◆ PROBLEM TO WORK ON: Will you write out the data exactly, excluding every picture?
___ ENTRIES
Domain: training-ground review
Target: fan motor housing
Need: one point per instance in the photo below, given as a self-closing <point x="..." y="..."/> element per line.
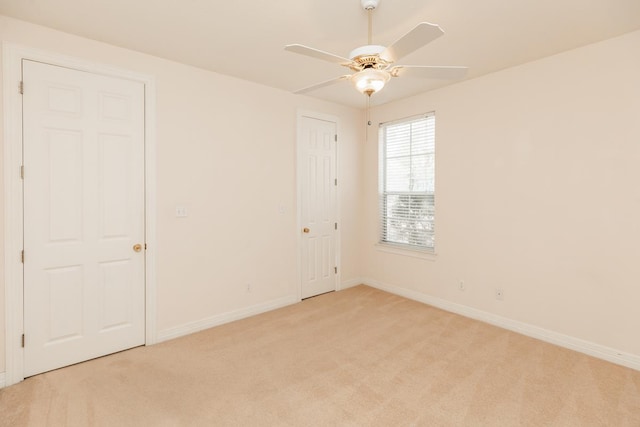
<point x="368" y="57"/>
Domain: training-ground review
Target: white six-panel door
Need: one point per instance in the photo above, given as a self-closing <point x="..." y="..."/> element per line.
<point x="318" y="202"/>
<point x="84" y="292"/>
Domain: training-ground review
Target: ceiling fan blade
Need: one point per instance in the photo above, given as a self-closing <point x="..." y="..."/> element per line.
<point x="428" y="72"/>
<point x="318" y="54"/>
<point x="422" y="34"/>
<point x="322" y="84"/>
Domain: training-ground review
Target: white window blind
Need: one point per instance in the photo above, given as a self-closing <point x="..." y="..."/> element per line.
<point x="407" y="182"/>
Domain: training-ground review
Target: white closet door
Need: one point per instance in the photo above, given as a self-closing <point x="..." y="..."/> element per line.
<point x="318" y="188"/>
<point x="84" y="283"/>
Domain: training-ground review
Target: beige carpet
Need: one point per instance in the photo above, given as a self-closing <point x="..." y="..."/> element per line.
<point x="358" y="357"/>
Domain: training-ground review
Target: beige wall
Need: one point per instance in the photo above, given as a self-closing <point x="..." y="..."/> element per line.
<point x="537" y="190"/>
<point x="226" y="150"/>
<point x="537" y="193"/>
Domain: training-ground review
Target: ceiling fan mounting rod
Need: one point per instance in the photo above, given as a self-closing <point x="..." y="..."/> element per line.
<point x="370" y="35"/>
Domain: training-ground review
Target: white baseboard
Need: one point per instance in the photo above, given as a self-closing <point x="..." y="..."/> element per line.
<point x="566" y="341"/>
<point x="350" y="283"/>
<point x="220" y="319"/>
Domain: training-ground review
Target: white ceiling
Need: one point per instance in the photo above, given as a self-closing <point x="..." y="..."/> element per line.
<point x="246" y="39"/>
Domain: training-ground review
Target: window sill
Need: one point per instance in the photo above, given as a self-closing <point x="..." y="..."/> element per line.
<point x="414" y="253"/>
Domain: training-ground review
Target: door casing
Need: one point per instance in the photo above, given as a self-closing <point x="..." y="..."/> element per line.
<point x="299" y="177"/>
<point x="13" y="194"/>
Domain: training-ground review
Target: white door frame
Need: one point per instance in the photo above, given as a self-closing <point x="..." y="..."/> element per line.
<point x="299" y="178"/>
<point x="13" y="196"/>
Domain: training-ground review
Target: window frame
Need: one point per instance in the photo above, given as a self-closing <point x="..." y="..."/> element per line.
<point x="386" y="243"/>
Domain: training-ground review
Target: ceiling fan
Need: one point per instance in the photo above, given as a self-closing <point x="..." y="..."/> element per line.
<point x="373" y="65"/>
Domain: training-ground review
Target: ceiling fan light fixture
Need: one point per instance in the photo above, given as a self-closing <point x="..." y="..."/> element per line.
<point x="370" y="80"/>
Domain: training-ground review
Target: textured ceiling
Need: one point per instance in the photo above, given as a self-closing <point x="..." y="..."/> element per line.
<point x="246" y="39"/>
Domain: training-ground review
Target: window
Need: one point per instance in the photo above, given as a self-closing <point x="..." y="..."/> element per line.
<point x="407" y="182"/>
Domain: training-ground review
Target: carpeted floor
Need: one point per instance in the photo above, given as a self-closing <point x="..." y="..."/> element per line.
<point x="358" y="357"/>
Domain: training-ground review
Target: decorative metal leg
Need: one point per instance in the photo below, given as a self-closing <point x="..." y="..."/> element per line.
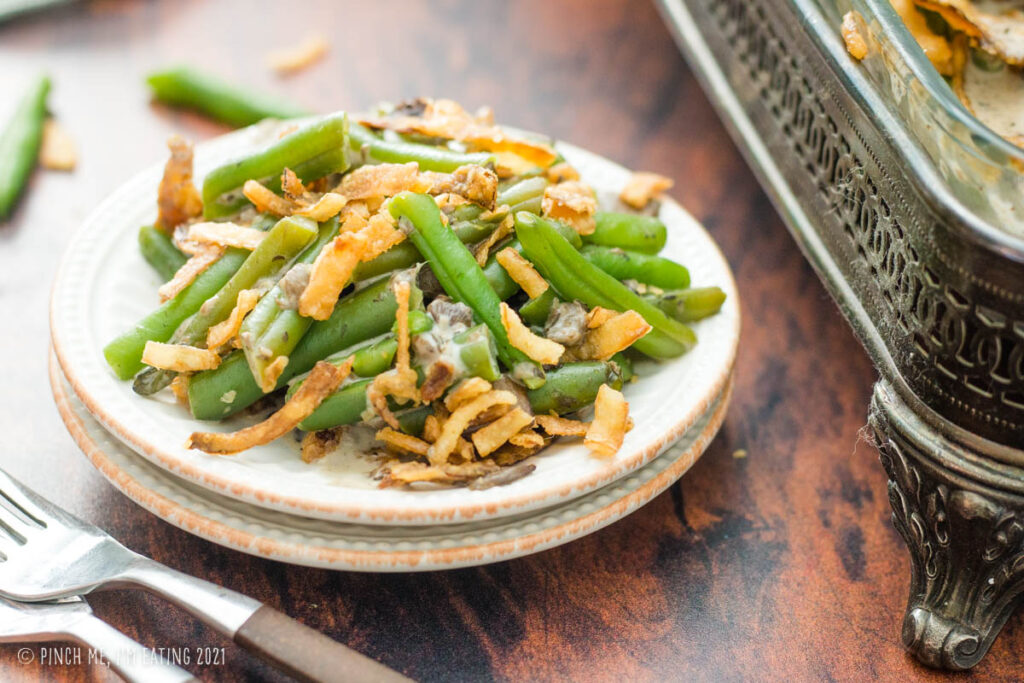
<point x="963" y="519"/>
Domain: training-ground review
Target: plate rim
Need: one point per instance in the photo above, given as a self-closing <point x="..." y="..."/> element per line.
<point x="303" y="554"/>
<point x="340" y="510"/>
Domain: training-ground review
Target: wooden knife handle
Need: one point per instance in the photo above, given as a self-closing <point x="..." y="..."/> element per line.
<point x="307" y="654"/>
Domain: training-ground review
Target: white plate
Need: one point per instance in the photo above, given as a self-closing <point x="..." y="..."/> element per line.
<point x="318" y="543"/>
<point x="103" y="287"/>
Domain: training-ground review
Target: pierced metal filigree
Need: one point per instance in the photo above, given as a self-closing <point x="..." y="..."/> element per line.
<point x="956" y="337"/>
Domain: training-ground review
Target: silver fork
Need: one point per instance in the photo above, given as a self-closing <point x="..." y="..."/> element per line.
______
◆ RESPONSE TO THE EXERCISE:
Domain: training-ground review
Target: fan motor housing
Need: one point per instance in the photo below, given as a self-closing <point x="..." y="..."/> element per line.
<point x="368" y="57"/>
Domain: training-ground review
Target: white six-panel door
Need: one point per instance in the photo above, given as a self-closing <point x="..." y="..."/> element per line.
<point x="318" y="202"/>
<point x="84" y="292"/>
Domain: training-ground review
Target: ceiling fan blade
Need: one point per instance in the photo above, given as a self-closing <point x="..." y="..."/> element per line.
<point x="428" y="72"/>
<point x="318" y="54"/>
<point x="422" y="34"/>
<point x="322" y="84"/>
Domain: training-ground review
Target: white window blind
Need: one point per instance in the photo above, given as a self-closing <point x="..." y="..."/> element per line.
<point x="407" y="182"/>
Domain: training-ground review
Target: white closet door
Need: one point per instance in the photo above, given as a self-closing <point x="..." y="..."/> element per line.
<point x="318" y="188"/>
<point x="84" y="283"/>
Domain: training-ground review
Target: beige carpet
Need: one point per instance in the photo above, given as a self-closing <point x="..." y="..."/> element per line.
<point x="358" y="357"/>
Domain: training-ground review
Target: beige wall
Need: one point per instance in the photo above, given as a self-closing <point x="..." y="..."/> element per line.
<point x="537" y="190"/>
<point x="226" y="150"/>
<point x="537" y="193"/>
Domain: training-ground review
Target: ceiling fan mounting rod
Need: one point per instance in the photo above, given as a self-closing <point x="..." y="..."/> element per line.
<point x="370" y="35"/>
Domain: training-ground review
Target: white baseboard
Need: one point per instance in the photo above, given as a self-closing <point x="..." y="..."/> element per line.
<point x="566" y="341"/>
<point x="350" y="283"/>
<point x="220" y="319"/>
Domain: training-ground review
Target: white ceiling
Need: one point per instance in the photo above, given as a self-closing <point x="..." y="..."/> element per line.
<point x="246" y="39"/>
Domain: training-ground review
Target: window sill
Need: one point per instance in the photo above, given as a self-closing <point x="..." y="..."/> element per line.
<point x="414" y="253"/>
Domain: training-ground review
Target: door casing
Need: one point per instance in the photo above, given as a self-closing <point x="..." y="..."/> element per line.
<point x="299" y="177"/>
<point x="13" y="194"/>
Domain: training-ground review
Target: white door frame
Need: one point per instance in the photo above, given as a self-closing <point x="..." y="..."/> element per line.
<point x="299" y="178"/>
<point x="13" y="196"/>
Domain: training-ground review
Target: window frame
Need: one point per instance in the photo above, given as a self-closing <point x="..." y="..."/> element per line.
<point x="386" y="243"/>
Domain: training-ground review
Target: ceiling fan
Need: one point per instance in the photo above, given as a self-closing <point x="..." y="..."/> element per line.
<point x="373" y="65"/>
Domain: training-ground review
Target: ceiling fan light fixture
Need: one point per instance in the photo above, given as a self-closing <point x="..." y="..."/> element per line.
<point x="370" y="80"/>
Domain: training-ground review
Target: textured ceiling
Need: one point per instance in the photo above, given as a self-closing <point x="..." y="..."/> element per line.
<point x="246" y="39"/>
Domain: training-ground review
Target: window
Need: one point per instance in the photo above, given as a self-closing <point x="..." y="..."/> element per line.
<point x="407" y="182"/>
Domain: training-ground review
Target: carpeted floor
Need: one point per instance in the photo above, given as a self-closing <point x="..." y="..."/> element per line.
<point x="358" y="357"/>
Domain: training-ground review
Target: decorative metal leg
Need: one point per instance in the photo below, given as a self-closing <point x="..." y="..."/> element per line.
<point x="963" y="519"/>
Domain: training-ground review
Target: plate rim
Need: one point per instance in the photo above, given as a self-closing <point x="..." y="..."/> element per line.
<point x="303" y="554"/>
<point x="340" y="510"/>
Domain: training-ground review
Target: wooden knife handle
Need: one point per instance in the photo above, given as a self-closing <point x="..." y="..."/> element per line.
<point x="307" y="654"/>
Domain: training-ground review
Target: white plate
Need: one point per instance in the photo above, given as a self-closing <point x="..." y="..."/> element per line.
<point x="318" y="543"/>
<point x="103" y="287"/>
Domain: training-ground review
Target: pierced metal filigree
Need: one point per instance in the photo above, given as a self-closing <point x="..." y="..."/> element per line.
<point x="956" y="337"/>
Domain: training-ground review
Target: silver fork
Need: one point per instance in the photo above, given as a self-closing <point x="..." y="..."/> element per line.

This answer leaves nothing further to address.